▶ **SOURCE DOCUMENT**:
-- begin --
In Italy, August 15 is a national holiday; it’s called Ferragosto, from the Latin Feriae Augusti, referring to the festivals of the Emperor Augustus (though these days it’s a celebration of the Virgin Mary). Italians not only take the day off; they take a large chunk of the month surrounding it as well, and head to the country’s coastal resort towns. This phenomenon is so pervasive that if you visit any major Italian city in August, you’ll find only dazed tourists wandering through ghost towns.
Not only will Italian families return to the same resort every year (usually renting the same beach house), entire neighborhoods will move en masse—with the result that when they wake up in the morning and go out to greet the day, they see the same faces they’d see over their backyard fences at home. They exchange the same gossip about the same people, cook the same meals they cook at home, drink the same cocktails and watch the same TV shows. In the truest sense of the word, this is a vacation (in Italian, vacanza); all these city dwellers have really done is packed up their lives and moved them somewhere else. In every other respect their days play out exactly the same.
-- end --
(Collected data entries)
-- begin --
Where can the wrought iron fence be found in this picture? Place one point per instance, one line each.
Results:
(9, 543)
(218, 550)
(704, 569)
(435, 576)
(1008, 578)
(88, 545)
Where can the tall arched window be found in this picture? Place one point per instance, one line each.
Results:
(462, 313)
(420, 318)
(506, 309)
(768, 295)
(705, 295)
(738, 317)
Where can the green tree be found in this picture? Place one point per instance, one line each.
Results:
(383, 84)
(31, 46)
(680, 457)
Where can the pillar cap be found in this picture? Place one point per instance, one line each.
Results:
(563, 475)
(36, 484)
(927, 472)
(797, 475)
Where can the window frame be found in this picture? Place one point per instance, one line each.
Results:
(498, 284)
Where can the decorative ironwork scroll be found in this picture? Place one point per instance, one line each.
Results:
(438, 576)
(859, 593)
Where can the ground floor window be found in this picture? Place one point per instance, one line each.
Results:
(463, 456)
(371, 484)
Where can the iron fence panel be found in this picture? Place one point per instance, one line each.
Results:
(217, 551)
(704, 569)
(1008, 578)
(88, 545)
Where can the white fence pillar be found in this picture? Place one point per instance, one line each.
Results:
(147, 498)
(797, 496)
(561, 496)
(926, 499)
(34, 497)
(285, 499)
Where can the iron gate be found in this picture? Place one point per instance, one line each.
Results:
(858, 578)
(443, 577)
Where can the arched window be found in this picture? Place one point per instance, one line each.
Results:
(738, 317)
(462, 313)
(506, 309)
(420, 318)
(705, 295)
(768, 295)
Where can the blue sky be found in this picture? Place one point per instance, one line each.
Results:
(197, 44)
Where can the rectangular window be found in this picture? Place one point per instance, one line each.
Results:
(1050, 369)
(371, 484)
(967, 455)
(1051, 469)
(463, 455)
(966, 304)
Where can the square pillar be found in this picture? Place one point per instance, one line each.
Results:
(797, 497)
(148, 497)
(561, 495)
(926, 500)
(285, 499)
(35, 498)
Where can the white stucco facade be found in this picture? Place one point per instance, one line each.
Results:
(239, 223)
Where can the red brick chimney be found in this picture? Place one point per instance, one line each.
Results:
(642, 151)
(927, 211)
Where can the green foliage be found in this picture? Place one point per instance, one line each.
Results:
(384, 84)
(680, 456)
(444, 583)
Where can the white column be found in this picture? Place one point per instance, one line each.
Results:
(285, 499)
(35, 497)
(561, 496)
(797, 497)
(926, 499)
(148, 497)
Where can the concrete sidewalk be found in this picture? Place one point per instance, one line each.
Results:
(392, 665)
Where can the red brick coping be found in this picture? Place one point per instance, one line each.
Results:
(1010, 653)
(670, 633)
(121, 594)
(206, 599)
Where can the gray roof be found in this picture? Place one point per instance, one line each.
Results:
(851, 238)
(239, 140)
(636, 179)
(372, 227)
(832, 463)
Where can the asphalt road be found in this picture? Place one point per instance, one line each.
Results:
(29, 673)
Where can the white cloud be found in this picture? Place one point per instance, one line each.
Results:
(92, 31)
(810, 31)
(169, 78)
-- end --
▶ **SHORT EXERCISE 1**: According to the passage on Ferragosto, from what Latin phrase does the holiday's name derive?
▶ **SHORT EXERCISE 2**: Write a continuation of the passage on Ferragosto, beginning after its final sentence.

▶ **EXERCISE RESPONSE 1**: It derives from Feriae Augusti, referring to the festivals of the Emperor Augustus.

▶ **EXERCISE RESPONSE 2**:
There must be something, then, about the act of leaving behind a physical space that provides renewal. The phrase “going on vacation” puts the emphasis on the act of desertion; a destination is only hazily implied. Compare this to the British, who don’t go “on vacation;” they go “on holiday.” The emphasis is on where they’re headed, not what they’re leaving behind. For Britons, it’s a journey; for Italians it’s an abandonment. The Brits aim toward; the Italians flee from.
Americans, of course, go “on vacation” as well, and with similar implications. But for us, the concept has an additional, psychological element. Unlike Italians, we’re attracted to the idea of slipping not merely our physical moorings, but our histories, reputations and behaviors. A new setting becomes an invitation to try out a new self. Since you’re only away for a week or two, the risk of a failed reinvention is diminished; you just abandon the new identity when you return. In fact, the briefness of the time span seems to embolden vacationers to make choices they wouldn’t ever make at home; the unsustainability of the new self becomes its chief attraction. At least one American city where the economy is fueled by tourism has not only recognized this, but made it an official slogan: “What happens in Vegas, stays in Vegas.”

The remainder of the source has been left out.